------ Information given

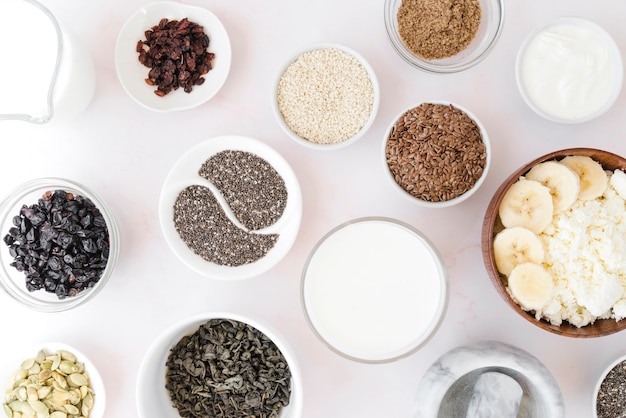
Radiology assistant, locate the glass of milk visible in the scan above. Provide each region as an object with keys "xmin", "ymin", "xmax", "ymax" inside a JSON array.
[
  {"xmin": 301, "ymin": 217, "xmax": 448, "ymax": 363},
  {"xmin": 0, "ymin": 0, "xmax": 96, "ymax": 124}
]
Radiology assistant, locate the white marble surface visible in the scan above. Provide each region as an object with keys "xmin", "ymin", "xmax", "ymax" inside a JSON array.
[{"xmin": 0, "ymin": 0, "xmax": 626, "ymax": 418}]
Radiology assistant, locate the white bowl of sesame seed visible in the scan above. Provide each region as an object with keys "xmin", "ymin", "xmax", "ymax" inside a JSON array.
[{"xmin": 272, "ymin": 43, "xmax": 380, "ymax": 150}]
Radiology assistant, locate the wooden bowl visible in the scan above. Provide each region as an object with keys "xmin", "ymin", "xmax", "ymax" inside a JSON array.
[{"xmin": 481, "ymin": 148, "xmax": 626, "ymax": 338}]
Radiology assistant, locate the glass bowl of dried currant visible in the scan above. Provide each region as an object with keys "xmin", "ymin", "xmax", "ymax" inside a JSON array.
[
  {"xmin": 115, "ymin": 1, "xmax": 232, "ymax": 112},
  {"xmin": 159, "ymin": 135, "xmax": 302, "ymax": 280},
  {"xmin": 136, "ymin": 312, "xmax": 303, "ymax": 418},
  {"xmin": 0, "ymin": 178, "xmax": 119, "ymax": 312},
  {"xmin": 384, "ymin": 0, "xmax": 505, "ymax": 74},
  {"xmin": 381, "ymin": 100, "xmax": 491, "ymax": 208}
]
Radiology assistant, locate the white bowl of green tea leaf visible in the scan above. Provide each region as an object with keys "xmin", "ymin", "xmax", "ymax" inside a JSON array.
[{"xmin": 136, "ymin": 312, "xmax": 302, "ymax": 418}]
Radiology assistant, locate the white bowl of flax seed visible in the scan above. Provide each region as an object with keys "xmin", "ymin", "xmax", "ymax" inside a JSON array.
[
  {"xmin": 272, "ymin": 43, "xmax": 380, "ymax": 150},
  {"xmin": 384, "ymin": 0, "xmax": 504, "ymax": 74},
  {"xmin": 382, "ymin": 101, "xmax": 491, "ymax": 208}
]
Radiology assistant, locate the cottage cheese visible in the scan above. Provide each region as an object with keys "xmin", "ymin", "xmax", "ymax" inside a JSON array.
[{"xmin": 535, "ymin": 170, "xmax": 626, "ymax": 327}]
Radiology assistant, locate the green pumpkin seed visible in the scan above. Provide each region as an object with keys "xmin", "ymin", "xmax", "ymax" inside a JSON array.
[
  {"xmin": 59, "ymin": 360, "xmax": 79, "ymax": 374},
  {"xmin": 59, "ymin": 350, "xmax": 76, "ymax": 363},
  {"xmin": 28, "ymin": 401, "xmax": 50, "ymax": 415},
  {"xmin": 63, "ymin": 403, "xmax": 80, "ymax": 415},
  {"xmin": 37, "ymin": 385, "xmax": 52, "ymax": 399},
  {"xmin": 3, "ymin": 350, "xmax": 94, "ymax": 418},
  {"xmin": 26, "ymin": 385, "xmax": 39, "ymax": 402},
  {"xmin": 83, "ymin": 393, "xmax": 93, "ymax": 415},
  {"xmin": 67, "ymin": 373, "xmax": 89, "ymax": 387}
]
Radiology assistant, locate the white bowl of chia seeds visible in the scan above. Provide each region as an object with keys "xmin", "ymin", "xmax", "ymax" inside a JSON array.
[
  {"xmin": 159, "ymin": 135, "xmax": 302, "ymax": 280},
  {"xmin": 136, "ymin": 312, "xmax": 303, "ymax": 418},
  {"xmin": 272, "ymin": 43, "xmax": 380, "ymax": 150},
  {"xmin": 381, "ymin": 100, "xmax": 491, "ymax": 208},
  {"xmin": 592, "ymin": 355, "xmax": 626, "ymax": 418},
  {"xmin": 0, "ymin": 178, "xmax": 120, "ymax": 312}
]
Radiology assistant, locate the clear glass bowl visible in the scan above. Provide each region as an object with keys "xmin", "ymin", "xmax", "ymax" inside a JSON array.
[
  {"xmin": 0, "ymin": 178, "xmax": 120, "ymax": 312},
  {"xmin": 384, "ymin": 0, "xmax": 504, "ymax": 74}
]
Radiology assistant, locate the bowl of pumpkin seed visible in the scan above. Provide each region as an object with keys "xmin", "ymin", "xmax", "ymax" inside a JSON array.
[{"xmin": 0, "ymin": 342, "xmax": 106, "ymax": 418}]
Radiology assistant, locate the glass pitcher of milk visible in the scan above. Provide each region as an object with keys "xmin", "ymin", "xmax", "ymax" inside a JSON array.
[{"xmin": 0, "ymin": 0, "xmax": 96, "ymax": 124}]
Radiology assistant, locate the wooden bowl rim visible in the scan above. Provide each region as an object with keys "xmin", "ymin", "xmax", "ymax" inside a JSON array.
[{"xmin": 481, "ymin": 148, "xmax": 626, "ymax": 338}]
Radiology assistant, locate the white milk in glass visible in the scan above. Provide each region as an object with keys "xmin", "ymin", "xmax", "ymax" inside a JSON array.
[{"xmin": 302, "ymin": 218, "xmax": 447, "ymax": 362}]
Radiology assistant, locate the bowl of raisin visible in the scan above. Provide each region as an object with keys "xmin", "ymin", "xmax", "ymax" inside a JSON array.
[
  {"xmin": 115, "ymin": 1, "xmax": 232, "ymax": 112},
  {"xmin": 0, "ymin": 178, "xmax": 119, "ymax": 312}
]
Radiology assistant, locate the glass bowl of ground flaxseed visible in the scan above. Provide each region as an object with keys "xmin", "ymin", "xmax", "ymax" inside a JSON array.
[
  {"xmin": 159, "ymin": 135, "xmax": 302, "ymax": 280},
  {"xmin": 384, "ymin": 0, "xmax": 504, "ymax": 73}
]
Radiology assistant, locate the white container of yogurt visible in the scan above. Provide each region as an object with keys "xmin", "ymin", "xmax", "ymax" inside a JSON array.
[
  {"xmin": 515, "ymin": 17, "xmax": 623, "ymax": 124},
  {"xmin": 0, "ymin": 0, "xmax": 96, "ymax": 124},
  {"xmin": 301, "ymin": 217, "xmax": 448, "ymax": 363}
]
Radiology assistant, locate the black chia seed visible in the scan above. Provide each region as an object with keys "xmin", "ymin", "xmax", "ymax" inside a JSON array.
[
  {"xmin": 174, "ymin": 186, "xmax": 278, "ymax": 266},
  {"xmin": 198, "ymin": 150, "xmax": 287, "ymax": 230},
  {"xmin": 596, "ymin": 360, "xmax": 626, "ymax": 418}
]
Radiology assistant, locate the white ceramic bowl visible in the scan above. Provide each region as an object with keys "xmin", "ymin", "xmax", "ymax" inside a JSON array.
[
  {"xmin": 136, "ymin": 312, "xmax": 303, "ymax": 418},
  {"xmin": 381, "ymin": 100, "xmax": 491, "ymax": 208},
  {"xmin": 0, "ymin": 178, "xmax": 120, "ymax": 312},
  {"xmin": 159, "ymin": 135, "xmax": 302, "ymax": 279},
  {"xmin": 515, "ymin": 17, "xmax": 624, "ymax": 124},
  {"xmin": 272, "ymin": 42, "xmax": 380, "ymax": 150},
  {"xmin": 591, "ymin": 355, "xmax": 626, "ymax": 418},
  {"xmin": 0, "ymin": 342, "xmax": 106, "ymax": 418},
  {"xmin": 115, "ymin": 1, "xmax": 232, "ymax": 112},
  {"xmin": 384, "ymin": 0, "xmax": 505, "ymax": 74},
  {"xmin": 301, "ymin": 217, "xmax": 448, "ymax": 363}
]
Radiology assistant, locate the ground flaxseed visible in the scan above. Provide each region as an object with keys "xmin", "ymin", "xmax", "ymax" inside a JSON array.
[
  {"xmin": 385, "ymin": 103, "xmax": 487, "ymax": 202},
  {"xmin": 596, "ymin": 360, "xmax": 626, "ymax": 418},
  {"xmin": 397, "ymin": 0, "xmax": 482, "ymax": 60},
  {"xmin": 174, "ymin": 186, "xmax": 278, "ymax": 267},
  {"xmin": 198, "ymin": 150, "xmax": 287, "ymax": 230}
]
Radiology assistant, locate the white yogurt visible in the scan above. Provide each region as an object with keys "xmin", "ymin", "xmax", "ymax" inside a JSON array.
[
  {"xmin": 517, "ymin": 18, "xmax": 623, "ymax": 123},
  {"xmin": 302, "ymin": 218, "xmax": 448, "ymax": 362}
]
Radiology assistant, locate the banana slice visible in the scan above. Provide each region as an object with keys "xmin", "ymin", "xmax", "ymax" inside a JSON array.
[
  {"xmin": 524, "ymin": 161, "xmax": 580, "ymax": 212},
  {"xmin": 561, "ymin": 155, "xmax": 609, "ymax": 200},
  {"xmin": 609, "ymin": 169, "xmax": 626, "ymax": 200},
  {"xmin": 498, "ymin": 178, "xmax": 554, "ymax": 234},
  {"xmin": 493, "ymin": 226, "xmax": 544, "ymax": 276},
  {"xmin": 509, "ymin": 263, "xmax": 554, "ymax": 311}
]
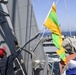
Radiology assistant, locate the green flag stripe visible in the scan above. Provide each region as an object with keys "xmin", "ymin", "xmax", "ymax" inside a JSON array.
[
  {"xmin": 48, "ymin": 11, "xmax": 59, "ymax": 26},
  {"xmin": 59, "ymin": 52, "xmax": 65, "ymax": 59}
]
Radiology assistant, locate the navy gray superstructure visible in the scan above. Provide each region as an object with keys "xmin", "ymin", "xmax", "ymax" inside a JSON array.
[
  {"xmin": 0, "ymin": 0, "xmax": 50, "ymax": 75},
  {"xmin": 0, "ymin": 0, "xmax": 60, "ymax": 75}
]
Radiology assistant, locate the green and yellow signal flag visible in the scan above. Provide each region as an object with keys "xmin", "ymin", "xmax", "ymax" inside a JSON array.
[{"xmin": 44, "ymin": 3, "xmax": 66, "ymax": 62}]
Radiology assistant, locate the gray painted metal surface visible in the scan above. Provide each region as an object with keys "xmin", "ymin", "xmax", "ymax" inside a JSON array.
[{"xmin": 7, "ymin": 0, "xmax": 46, "ymax": 75}]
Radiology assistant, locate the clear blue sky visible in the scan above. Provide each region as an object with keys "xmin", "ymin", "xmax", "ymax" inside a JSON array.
[{"xmin": 32, "ymin": 0, "xmax": 76, "ymax": 31}]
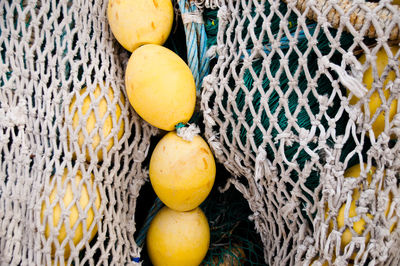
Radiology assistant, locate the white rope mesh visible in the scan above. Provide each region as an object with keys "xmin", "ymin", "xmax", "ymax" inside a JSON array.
[
  {"xmin": 202, "ymin": 0, "xmax": 400, "ymax": 265},
  {"xmin": 0, "ymin": 0, "xmax": 155, "ymax": 265}
]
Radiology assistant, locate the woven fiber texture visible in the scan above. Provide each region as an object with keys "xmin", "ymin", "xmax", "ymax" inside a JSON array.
[
  {"xmin": 0, "ymin": 0, "xmax": 155, "ymax": 265},
  {"xmin": 202, "ymin": 0, "xmax": 400, "ymax": 265}
]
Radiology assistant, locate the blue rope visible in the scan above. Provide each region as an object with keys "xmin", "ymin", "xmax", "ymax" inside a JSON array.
[{"xmin": 178, "ymin": 0, "xmax": 209, "ymax": 93}]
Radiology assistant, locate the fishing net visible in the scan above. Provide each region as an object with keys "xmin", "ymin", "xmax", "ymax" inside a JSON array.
[
  {"xmin": 197, "ymin": 0, "xmax": 400, "ymax": 265},
  {"xmin": 0, "ymin": 0, "xmax": 155, "ymax": 265}
]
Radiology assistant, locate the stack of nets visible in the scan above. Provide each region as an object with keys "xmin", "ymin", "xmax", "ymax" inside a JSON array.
[
  {"xmin": 0, "ymin": 0, "xmax": 154, "ymax": 265},
  {"xmin": 197, "ymin": 0, "xmax": 400, "ymax": 265}
]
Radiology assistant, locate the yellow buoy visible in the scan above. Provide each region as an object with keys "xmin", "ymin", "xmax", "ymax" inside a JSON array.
[
  {"xmin": 68, "ymin": 85, "xmax": 125, "ymax": 162},
  {"xmin": 149, "ymin": 132, "xmax": 216, "ymax": 211},
  {"xmin": 125, "ymin": 44, "xmax": 196, "ymax": 131},
  {"xmin": 40, "ymin": 169, "xmax": 101, "ymax": 259},
  {"xmin": 350, "ymin": 46, "xmax": 399, "ymax": 137},
  {"xmin": 107, "ymin": 0, "xmax": 174, "ymax": 52},
  {"xmin": 147, "ymin": 207, "xmax": 210, "ymax": 266},
  {"xmin": 325, "ymin": 164, "xmax": 396, "ymax": 259}
]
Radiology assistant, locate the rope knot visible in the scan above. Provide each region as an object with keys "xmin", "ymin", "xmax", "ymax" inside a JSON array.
[{"xmin": 175, "ymin": 123, "xmax": 200, "ymax": 141}]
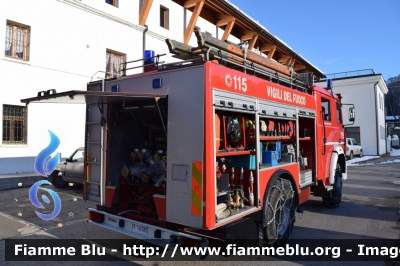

------------

> **What is required**
Which lines of the data above contain the string "navy", with case counting? Report each such line in full.

> **Output of the exercise**
Radiology assistant, locate the navy gray superstructure visible in the scan above. Provide each region as an object with keys "xmin", "ymin", "xmax", "ymax" inside a JSON array.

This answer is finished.